4. To make objective, convincing (even to the original authors) comparisons/comments on existing tools, and importantly, to create something better if needed.

Specially, 3DNA has benefited the most from my SCHNAaP/SCHNArP programs: the underlying algorithms in 3DNA for calculating the various structural parameters (propeller, buckle, shear, roll, slide, x-displacement, inclination etc) are exactly the same as there — analyze and rebuild are direct derivatives from SCHNAaP (a for analysis) and SCHNArP (r for rebuilding/reconstruction), respectively; the ideas of standard stacking diagrams, the Zp parameter, building atomic models with sugar-phosphate backbone, and the base/bp rectangular block representations are also from SCHNAaP/SCHNArP. I also borrowed ideas from Babcock's RNA, Bansal's NUPARM, Dickerson's NewHelix/FreeHelix etc., which will be mentioned explicitly in following sessions.
Code wise, 3DNA was created from scratch in strict ANSI C (over 25K lines). In addition to implementing a unique combination of existing algorithms, I have added many significant novel methods including the find_pair program. However, feature-rich has never been my goal. Instead, I only consider to add new functions that I understand clearly and find useful. On the other hand, I am always quick to fix bugs.

Overall, it seems that I am an outlier rather than norm in scientific programming. The reasons could be as follows:

It is hard to understand other people's implementations of algorithms since it needs to read between the lines. This is especially the case with a unfamiliar computer language; undocumented, or bad code. It is easier to create one's own program than to understand and modify third-party software.
For publication purpose, it is more attractive to work on something "new" instead of building on others.

Thus, in bioinformatics field, there are far more "new" methods papers published than refinements of previous ones. However, what claimed/appeared to be novel may not be the case under the hook, due to different terminologies used in different fields. Moreover, while it is easy to create a self-claimed "new" program, others could simply do the same. In my experience, it is well worth the effort to really understand leading programs if one is serious about getting into an informatics field: it was really revealing and exciting when I went thorough CEHS, NewHelix/FreeHelix, RNA, Curves etc. Then I know clearly what was "the start-of-the-art" of the field and how I can do better: that's exactly how 3DNA came about!

=-=-=-=-=

- **Problem set**
[1] In the 3DNA passage, which programs are analyze and rebuild directly derived from?
[2] Carry on the 3DNA passage from its final sentence.
None of the data matters for this work.

- **Information supplied**
=-=-=-=-=

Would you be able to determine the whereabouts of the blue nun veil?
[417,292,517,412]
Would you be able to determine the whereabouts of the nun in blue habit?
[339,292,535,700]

=-=-=-=-=

- **Answers**
[1] Analyze comes from SCHNAaP and rebuild from SCHNArP.

[2]
In the following sessions, I will provide details on how 3DNA calculates the two sets of parameters to quantify the relative geometry of a dinucleotide step.

Sunday, October 18, 2009

Duplicate tab function in Adobe READER 9.1 is very handy

In reading a scientific paper, one often needs to jump back and forth for referred to tables, figures and references, etc. Those days, PDF is the standard way to share an e-document, and Acroread is the norm to view its content. I used to open two copies of the same document in two instances of Acroread (or one Acroread, one xpdf) so I can read continuously in one while moving around in the other, mostly at the end for references. This works, but obviously less than ideal.

One day, purely by chance, I (mouse) right-clicked the tab for the document I was viewing, and noticed that it popped up with two options: Detach Tab and Duplicate Tab. Clicking Duplicate Tab led to duplication of the same document in another tab. Actually, this process can be repeated more than once, thus allowing for multiple views of the same document simultaneously. Very neat!

Nowadays, whenever I read a scientific publication in Acroread, I often duplicate tab to have two views. It is only a click away to switch between the two. Thus when a citation is referred to in the main text, I can immediately see at the reference section what it is about.

A word of caution: I am using Ubuntu 9.04, with Acroread v9.1.2 05/25/2009. I have no idea from which version and on what platform such function was added.